Write out the data below in full, unchanged, minus the images.

▼▼▼

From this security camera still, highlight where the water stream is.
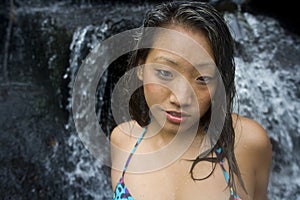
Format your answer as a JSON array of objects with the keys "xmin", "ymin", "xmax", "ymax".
[{"xmin": 0, "ymin": 0, "xmax": 300, "ymax": 200}]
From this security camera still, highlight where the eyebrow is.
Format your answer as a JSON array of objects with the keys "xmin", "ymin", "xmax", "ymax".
[{"xmin": 154, "ymin": 56, "xmax": 216, "ymax": 68}]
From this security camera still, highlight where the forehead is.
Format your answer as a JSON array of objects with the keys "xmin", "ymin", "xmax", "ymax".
[
  {"xmin": 146, "ymin": 49, "xmax": 216, "ymax": 72},
  {"xmin": 152, "ymin": 25, "xmax": 214, "ymax": 66}
]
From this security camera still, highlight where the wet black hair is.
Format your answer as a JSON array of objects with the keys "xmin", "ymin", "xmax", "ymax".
[{"xmin": 128, "ymin": 1, "xmax": 246, "ymax": 194}]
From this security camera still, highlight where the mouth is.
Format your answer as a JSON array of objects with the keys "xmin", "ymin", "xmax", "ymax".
[{"xmin": 165, "ymin": 111, "xmax": 189, "ymax": 124}]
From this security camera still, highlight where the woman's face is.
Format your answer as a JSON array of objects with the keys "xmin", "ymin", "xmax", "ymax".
[{"xmin": 138, "ymin": 26, "xmax": 217, "ymax": 133}]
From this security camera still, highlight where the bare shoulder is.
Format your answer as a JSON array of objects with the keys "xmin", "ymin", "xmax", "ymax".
[
  {"xmin": 110, "ymin": 121, "xmax": 143, "ymax": 150},
  {"xmin": 233, "ymin": 114, "xmax": 272, "ymax": 156}
]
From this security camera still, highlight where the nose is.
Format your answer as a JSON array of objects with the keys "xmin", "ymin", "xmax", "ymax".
[{"xmin": 170, "ymin": 78, "xmax": 194, "ymax": 107}]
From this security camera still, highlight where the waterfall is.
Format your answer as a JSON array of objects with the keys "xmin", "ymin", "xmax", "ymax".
[{"xmin": 0, "ymin": 0, "xmax": 300, "ymax": 200}]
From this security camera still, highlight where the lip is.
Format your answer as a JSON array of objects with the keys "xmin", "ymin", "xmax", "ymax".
[{"xmin": 165, "ymin": 110, "xmax": 190, "ymax": 124}]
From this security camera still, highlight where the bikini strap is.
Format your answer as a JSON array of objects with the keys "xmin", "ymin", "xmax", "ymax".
[
  {"xmin": 122, "ymin": 128, "xmax": 147, "ymax": 178},
  {"xmin": 215, "ymin": 147, "xmax": 240, "ymax": 200}
]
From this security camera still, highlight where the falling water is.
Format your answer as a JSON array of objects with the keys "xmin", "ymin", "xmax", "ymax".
[{"xmin": 0, "ymin": 0, "xmax": 300, "ymax": 200}]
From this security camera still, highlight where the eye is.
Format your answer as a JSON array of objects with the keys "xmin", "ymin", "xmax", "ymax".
[
  {"xmin": 196, "ymin": 76, "xmax": 213, "ymax": 85},
  {"xmin": 155, "ymin": 69, "xmax": 173, "ymax": 80}
]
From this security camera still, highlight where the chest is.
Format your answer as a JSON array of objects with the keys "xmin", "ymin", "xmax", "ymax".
[{"xmin": 125, "ymin": 163, "xmax": 230, "ymax": 200}]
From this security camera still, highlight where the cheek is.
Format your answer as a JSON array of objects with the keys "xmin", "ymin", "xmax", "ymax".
[{"xmin": 144, "ymin": 83, "xmax": 166, "ymax": 104}]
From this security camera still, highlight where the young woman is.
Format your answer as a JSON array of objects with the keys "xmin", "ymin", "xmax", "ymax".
[{"xmin": 111, "ymin": 2, "xmax": 272, "ymax": 200}]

▲▲▲

RESULT OF THIS TASK:
From this security camera still, highlight where the water stream is.
Format your answer as a JSON array of objects with the keys "xmin", "ymin", "xmax", "ymax".
[{"xmin": 0, "ymin": 0, "xmax": 300, "ymax": 200}]
From this security camera still, highlight where the eyebrow is.
Format your answer as a JSON array of objects with the keys "xmin", "ymin", "xmax", "ymax".
[{"xmin": 154, "ymin": 56, "xmax": 216, "ymax": 68}]
From this security camera still, highlight where the forehead is.
Format your answer as a JSON array of objects with the keys "xmin", "ymin", "xmax", "ymax".
[
  {"xmin": 146, "ymin": 49, "xmax": 216, "ymax": 72},
  {"xmin": 152, "ymin": 25, "xmax": 214, "ymax": 66}
]
From this security camera still, highlight where the wet black hair is.
Format your answer as a JSON array of objects with the keys "xmin", "ymin", "xmax", "ymax".
[{"xmin": 128, "ymin": 1, "xmax": 246, "ymax": 194}]
From this security camera still, highlight where the mouth is.
Format your answer as a JSON array of objects with the keys "xmin", "ymin", "xmax", "ymax".
[{"xmin": 165, "ymin": 111, "xmax": 189, "ymax": 124}]
From this security camera still, highlight where the woman's face is.
Format your answer as a JSON array of objects with the keys "xmin", "ymin", "xmax", "ymax".
[{"xmin": 138, "ymin": 26, "xmax": 217, "ymax": 133}]
From this security camera still, highlight where the bare shoulder is.
Format your answer as a JSON array of objects with the keys "xmin", "ymin", "xmax", "ymax".
[
  {"xmin": 110, "ymin": 121, "xmax": 143, "ymax": 150},
  {"xmin": 233, "ymin": 114, "xmax": 272, "ymax": 156}
]
From this security camera still, highlight where the nose is.
Format your answer as a JSON array of objects with the keys "xmin", "ymin", "xmax", "ymax".
[{"xmin": 170, "ymin": 78, "xmax": 194, "ymax": 107}]
From this security camera still, highlight where the waterfall is.
Format your answer as a JSON array of objects with the keys "xmin", "ymin", "xmax", "ymax".
[{"xmin": 0, "ymin": 0, "xmax": 300, "ymax": 200}]
From this security camera still, highlight where the lip is.
Format your answer as a JSON array of objects with the keys "xmin", "ymin", "xmax", "ymax".
[{"xmin": 165, "ymin": 110, "xmax": 190, "ymax": 124}]
From this security camera still, highlight where the bikini strap is.
Format your answer as a JSON array of objects with the keys "xmin", "ymin", "xmax", "ymax".
[
  {"xmin": 122, "ymin": 128, "xmax": 147, "ymax": 178},
  {"xmin": 215, "ymin": 147, "xmax": 240, "ymax": 200}
]
From this security camera still, highlight where the falling water is.
Format your answer as a JSON array of objects with the keys "xmin", "ymin", "xmax", "ymax".
[{"xmin": 0, "ymin": 0, "xmax": 300, "ymax": 200}]
From this security camera still, highlight where the eye is.
Format your answer as a JSON array of objects with the keys "xmin", "ymin", "xmax", "ymax".
[
  {"xmin": 196, "ymin": 76, "xmax": 213, "ymax": 85},
  {"xmin": 155, "ymin": 69, "xmax": 173, "ymax": 80}
]
From this security camera still, highlight where the chest is.
Format your answer as a JSON array of objects with the keys "xmin", "ymin", "xmax", "ymax".
[{"xmin": 125, "ymin": 163, "xmax": 230, "ymax": 200}]
From this security camera still, highlight where the cheek is.
Format your answer as a JSON array of objects with the keys "xmin", "ymin", "xmax", "ymax".
[{"xmin": 144, "ymin": 83, "xmax": 166, "ymax": 104}]
From this security camera still, highlight where the young woman is.
Format your answer as a JSON array of objects with the keys "xmin", "ymin", "xmax", "ymax".
[{"xmin": 111, "ymin": 2, "xmax": 272, "ymax": 200}]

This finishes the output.